# PROBLEM TO WORK ON
Starting at the first line and ending at the last, repeat the material word for word.

# RECORDS SHOWN
----

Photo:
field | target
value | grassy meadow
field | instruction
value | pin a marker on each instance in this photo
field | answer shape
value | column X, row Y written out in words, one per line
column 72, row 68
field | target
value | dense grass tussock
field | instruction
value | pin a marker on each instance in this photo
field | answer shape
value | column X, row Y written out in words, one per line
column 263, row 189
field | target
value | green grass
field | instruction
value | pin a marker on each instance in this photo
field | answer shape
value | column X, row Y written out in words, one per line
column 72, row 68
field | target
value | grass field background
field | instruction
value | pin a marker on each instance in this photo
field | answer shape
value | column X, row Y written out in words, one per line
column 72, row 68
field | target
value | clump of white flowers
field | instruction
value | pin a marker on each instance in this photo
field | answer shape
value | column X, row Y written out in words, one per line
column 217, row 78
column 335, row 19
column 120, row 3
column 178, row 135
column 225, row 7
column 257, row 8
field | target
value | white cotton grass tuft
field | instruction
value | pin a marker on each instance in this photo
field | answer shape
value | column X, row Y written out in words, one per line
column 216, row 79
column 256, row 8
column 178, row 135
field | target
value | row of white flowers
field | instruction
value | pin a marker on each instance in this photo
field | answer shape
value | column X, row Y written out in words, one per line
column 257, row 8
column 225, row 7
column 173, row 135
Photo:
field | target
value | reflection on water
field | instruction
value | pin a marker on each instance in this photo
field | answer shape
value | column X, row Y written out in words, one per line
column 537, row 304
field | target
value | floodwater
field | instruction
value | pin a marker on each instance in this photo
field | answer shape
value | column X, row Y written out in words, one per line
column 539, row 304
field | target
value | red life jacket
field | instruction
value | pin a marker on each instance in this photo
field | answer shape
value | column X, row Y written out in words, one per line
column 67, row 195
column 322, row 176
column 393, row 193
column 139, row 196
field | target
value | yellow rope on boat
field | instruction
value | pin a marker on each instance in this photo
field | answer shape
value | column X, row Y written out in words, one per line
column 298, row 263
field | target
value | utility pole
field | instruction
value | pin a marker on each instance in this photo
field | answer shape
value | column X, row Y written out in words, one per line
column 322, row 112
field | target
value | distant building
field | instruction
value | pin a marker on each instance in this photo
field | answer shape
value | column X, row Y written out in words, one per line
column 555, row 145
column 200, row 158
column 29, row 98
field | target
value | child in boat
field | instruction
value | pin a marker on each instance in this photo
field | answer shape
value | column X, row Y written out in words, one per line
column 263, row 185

----

# YOUR RESPONSE
Photo:
field | target
value | grassy meadow
field | instruction
value | pin a marker on each instance in this photo
field | answer shape
value | column X, row Y written out in words, one per line
column 72, row 68
field | target
value | dense grass tussock
field | instruction
value | pin a marker on each instance in this photo
field | answer shape
value | column X, row Y written out in words, one per line
column 263, row 189
field | target
value | green grass
field | instruction
value | pin a marker on each instance in this photo
field | answer shape
value | column X, row Y written out in words, one per line
column 72, row 68
field | target
value | grass field background
field | instruction
value | pin a marker on each instance in this photo
field | answer shape
value | column X, row Y written out in words, one per line
column 72, row 68
field | target
value | clump of white flowers
field | instruction
value | pin a marker on each instance in this photo
field | answer shape
value | column X, row Y written out in words, one per line
column 217, row 78
column 335, row 19
column 120, row 3
column 178, row 135
column 225, row 7
column 257, row 8
field | target
value | white cotton grass tuft
field | instruction
value | pin a marker on each instance in this photo
field | answer shape
value | column X, row Y written out in words, one per line
column 216, row 79
column 256, row 8
column 178, row 135
field | target
value | row of white flowers
field | instruction
value | pin a marker on each instance in this photo
field | answer shape
value | column X, row Y written out in words, one per line
column 257, row 8
column 225, row 7
column 173, row 135
Photo:
field | target
value | reflection on water
field | instruction
value | pin a marker on each instance in this photo
field | answer shape
value | column X, row Y written out in words, one per line
column 537, row 304
field | target
value | floodwater
field | instruction
value | pin a marker on each instance in this photo
field | answer shape
value | column X, row Y written out in words, one per line
column 539, row 304
field | target
value | red life jacket
field | instruction
value | pin a marker on each instance in this photo
field | answer shape
value | column X, row Y written out in words, one per line
column 67, row 195
column 322, row 176
column 393, row 193
column 139, row 196
field | target
value | yellow rope on boat
field | instruction
value | pin a marker on each instance in this photo
field | answer shape
value | column X, row Y written out in words, one per line
column 298, row 263
field | target
value | utility pole
field | instruction
value | pin a marker on each instance in this photo
field | answer shape
value | column X, row Y written out in words, one per line
column 322, row 112
field | target
value | distant building
field | instruction
value | pin a marker on each instance in this photo
field | answer shape
value | column X, row Y written out in words, one per line
column 555, row 145
column 200, row 158
column 29, row 98
field | target
value | child in boat
field | instruction
value | pin a marker on each instance in this photo
field | answer shape
value | column X, row Y written out in words, one per line
column 263, row 185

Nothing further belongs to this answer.